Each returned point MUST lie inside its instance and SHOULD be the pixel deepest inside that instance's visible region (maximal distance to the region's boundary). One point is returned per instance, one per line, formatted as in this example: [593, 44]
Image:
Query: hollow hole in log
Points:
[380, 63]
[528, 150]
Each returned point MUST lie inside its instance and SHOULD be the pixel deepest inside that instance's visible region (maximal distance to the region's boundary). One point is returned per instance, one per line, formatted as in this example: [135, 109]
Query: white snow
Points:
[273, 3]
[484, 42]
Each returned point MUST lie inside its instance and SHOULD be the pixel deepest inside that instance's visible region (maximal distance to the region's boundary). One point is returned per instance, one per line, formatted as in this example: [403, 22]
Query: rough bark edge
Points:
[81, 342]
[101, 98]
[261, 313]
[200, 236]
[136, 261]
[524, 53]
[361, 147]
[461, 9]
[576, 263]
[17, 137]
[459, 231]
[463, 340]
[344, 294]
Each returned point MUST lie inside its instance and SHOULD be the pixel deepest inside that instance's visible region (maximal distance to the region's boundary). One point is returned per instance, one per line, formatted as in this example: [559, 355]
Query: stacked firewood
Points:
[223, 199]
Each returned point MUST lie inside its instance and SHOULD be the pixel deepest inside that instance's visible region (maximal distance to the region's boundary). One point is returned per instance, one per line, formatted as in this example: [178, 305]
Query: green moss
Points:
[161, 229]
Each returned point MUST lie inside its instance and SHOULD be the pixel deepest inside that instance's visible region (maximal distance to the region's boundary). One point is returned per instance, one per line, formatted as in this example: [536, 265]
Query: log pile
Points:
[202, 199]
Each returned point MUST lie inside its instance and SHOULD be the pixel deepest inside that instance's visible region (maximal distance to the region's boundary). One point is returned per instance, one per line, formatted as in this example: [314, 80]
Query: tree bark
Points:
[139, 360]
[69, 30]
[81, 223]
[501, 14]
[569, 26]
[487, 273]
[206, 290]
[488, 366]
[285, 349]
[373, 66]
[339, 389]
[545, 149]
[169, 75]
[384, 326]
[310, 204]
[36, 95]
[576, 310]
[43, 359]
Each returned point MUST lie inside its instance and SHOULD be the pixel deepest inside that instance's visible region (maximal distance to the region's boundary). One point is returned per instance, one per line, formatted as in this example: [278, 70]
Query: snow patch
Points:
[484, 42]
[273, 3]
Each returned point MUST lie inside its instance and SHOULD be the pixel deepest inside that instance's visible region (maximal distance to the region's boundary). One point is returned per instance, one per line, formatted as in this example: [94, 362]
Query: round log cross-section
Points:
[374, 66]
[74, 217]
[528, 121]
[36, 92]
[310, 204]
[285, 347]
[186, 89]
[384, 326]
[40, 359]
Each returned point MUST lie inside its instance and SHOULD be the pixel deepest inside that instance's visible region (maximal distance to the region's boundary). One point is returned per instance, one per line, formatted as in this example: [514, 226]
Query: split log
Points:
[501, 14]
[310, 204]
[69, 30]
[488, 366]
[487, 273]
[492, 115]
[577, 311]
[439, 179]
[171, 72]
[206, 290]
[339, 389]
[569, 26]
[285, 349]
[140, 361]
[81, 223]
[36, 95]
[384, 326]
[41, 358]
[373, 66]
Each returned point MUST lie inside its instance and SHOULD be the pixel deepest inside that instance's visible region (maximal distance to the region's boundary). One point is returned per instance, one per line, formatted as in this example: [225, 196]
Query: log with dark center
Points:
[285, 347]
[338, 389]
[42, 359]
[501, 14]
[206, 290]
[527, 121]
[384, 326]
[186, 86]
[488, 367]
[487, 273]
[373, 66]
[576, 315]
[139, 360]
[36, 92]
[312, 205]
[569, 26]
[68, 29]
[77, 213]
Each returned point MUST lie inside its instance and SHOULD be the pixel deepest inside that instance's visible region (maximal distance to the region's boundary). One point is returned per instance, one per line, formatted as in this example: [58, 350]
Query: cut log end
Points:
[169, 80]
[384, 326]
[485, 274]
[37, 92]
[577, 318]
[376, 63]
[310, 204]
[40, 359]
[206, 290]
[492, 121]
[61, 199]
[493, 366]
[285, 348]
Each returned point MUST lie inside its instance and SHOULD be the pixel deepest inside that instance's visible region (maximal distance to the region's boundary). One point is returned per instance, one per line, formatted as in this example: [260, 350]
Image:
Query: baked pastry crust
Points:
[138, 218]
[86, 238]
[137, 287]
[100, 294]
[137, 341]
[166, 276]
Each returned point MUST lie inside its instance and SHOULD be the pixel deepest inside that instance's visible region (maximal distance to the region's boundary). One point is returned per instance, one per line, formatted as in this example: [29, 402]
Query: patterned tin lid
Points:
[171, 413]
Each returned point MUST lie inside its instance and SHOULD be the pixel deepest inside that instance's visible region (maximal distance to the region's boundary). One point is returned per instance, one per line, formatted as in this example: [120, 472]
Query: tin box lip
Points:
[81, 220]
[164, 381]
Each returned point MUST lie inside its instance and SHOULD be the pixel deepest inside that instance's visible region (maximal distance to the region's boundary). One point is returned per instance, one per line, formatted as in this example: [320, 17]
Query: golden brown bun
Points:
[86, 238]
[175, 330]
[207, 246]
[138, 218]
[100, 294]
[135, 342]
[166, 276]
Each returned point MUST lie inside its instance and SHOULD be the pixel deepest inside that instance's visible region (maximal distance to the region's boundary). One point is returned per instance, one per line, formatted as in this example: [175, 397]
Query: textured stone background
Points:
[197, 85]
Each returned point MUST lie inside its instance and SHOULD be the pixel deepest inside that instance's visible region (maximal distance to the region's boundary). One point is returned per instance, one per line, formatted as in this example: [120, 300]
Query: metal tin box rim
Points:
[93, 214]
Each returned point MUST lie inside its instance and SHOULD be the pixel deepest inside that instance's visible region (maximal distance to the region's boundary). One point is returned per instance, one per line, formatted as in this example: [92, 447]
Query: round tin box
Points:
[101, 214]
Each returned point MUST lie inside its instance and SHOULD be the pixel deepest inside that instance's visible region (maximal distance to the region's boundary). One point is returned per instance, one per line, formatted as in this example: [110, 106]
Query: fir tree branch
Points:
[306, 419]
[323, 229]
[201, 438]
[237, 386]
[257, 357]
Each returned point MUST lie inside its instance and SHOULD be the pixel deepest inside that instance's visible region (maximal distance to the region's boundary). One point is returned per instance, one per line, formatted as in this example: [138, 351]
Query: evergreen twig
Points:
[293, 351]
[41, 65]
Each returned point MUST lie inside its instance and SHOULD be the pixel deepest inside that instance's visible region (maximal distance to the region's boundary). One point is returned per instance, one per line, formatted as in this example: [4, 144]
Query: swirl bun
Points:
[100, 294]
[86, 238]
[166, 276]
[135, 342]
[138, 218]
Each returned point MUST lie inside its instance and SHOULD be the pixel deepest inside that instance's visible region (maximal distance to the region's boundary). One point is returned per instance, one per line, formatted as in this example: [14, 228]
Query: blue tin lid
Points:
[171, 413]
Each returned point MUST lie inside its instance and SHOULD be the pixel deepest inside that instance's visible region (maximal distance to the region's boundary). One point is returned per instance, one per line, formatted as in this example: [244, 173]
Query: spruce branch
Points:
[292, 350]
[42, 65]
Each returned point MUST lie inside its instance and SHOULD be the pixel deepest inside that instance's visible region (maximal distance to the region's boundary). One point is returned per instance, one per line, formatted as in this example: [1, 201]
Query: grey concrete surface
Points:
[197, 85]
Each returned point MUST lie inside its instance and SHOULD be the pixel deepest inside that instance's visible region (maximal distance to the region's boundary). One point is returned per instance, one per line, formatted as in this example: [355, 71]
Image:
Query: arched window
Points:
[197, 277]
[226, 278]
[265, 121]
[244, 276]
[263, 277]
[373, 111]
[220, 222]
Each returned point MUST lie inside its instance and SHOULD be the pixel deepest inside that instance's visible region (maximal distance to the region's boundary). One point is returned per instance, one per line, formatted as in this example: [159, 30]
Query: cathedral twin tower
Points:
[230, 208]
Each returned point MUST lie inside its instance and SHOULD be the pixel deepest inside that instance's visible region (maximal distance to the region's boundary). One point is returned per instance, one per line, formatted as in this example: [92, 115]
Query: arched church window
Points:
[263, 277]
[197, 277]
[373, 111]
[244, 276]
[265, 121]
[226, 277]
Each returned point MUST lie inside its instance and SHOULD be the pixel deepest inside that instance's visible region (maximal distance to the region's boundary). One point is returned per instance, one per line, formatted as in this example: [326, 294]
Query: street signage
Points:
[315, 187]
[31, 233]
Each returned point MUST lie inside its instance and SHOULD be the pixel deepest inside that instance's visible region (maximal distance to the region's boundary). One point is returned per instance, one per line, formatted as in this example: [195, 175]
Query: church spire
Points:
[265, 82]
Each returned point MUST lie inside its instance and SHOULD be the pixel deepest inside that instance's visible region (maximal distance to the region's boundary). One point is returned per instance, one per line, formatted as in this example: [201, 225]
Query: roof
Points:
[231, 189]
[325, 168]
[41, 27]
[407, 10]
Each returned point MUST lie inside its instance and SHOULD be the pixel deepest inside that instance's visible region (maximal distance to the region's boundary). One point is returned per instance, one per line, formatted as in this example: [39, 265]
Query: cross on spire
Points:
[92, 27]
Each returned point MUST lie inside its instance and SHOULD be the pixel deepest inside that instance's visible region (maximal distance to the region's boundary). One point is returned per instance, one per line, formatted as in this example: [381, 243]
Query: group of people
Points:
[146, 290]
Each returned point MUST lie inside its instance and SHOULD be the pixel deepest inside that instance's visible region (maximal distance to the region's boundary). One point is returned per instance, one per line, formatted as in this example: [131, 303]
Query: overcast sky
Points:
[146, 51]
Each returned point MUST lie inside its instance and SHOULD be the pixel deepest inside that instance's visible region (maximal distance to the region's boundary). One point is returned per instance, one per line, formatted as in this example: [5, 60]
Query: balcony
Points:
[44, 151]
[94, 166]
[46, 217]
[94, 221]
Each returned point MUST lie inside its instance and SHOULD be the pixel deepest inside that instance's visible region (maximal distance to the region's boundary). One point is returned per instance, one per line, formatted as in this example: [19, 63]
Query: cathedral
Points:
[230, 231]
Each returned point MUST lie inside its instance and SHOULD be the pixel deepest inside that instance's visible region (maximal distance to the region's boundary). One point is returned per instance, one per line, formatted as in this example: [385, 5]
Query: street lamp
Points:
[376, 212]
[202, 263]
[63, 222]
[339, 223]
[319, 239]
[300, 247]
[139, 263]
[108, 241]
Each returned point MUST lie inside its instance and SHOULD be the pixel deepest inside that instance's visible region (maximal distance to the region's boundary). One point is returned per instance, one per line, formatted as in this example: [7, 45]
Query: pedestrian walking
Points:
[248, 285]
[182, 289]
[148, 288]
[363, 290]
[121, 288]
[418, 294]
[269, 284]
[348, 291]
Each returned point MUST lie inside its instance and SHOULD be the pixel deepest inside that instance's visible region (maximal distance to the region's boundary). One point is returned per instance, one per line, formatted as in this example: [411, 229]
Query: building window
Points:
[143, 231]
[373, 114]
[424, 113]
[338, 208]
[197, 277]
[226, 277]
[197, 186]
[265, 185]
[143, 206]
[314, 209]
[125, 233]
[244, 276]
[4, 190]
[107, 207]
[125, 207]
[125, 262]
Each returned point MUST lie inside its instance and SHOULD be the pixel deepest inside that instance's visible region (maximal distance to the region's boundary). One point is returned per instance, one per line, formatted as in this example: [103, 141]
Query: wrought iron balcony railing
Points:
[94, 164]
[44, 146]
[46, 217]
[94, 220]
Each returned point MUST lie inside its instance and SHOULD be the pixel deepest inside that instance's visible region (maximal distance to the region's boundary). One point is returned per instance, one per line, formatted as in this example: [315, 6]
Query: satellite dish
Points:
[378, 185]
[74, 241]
________________________
■ Task ■
Take each line in the listing that has the word "branch" and copy it.

■ Result of this task ■
Query: fir tree branch
Query: spruce branch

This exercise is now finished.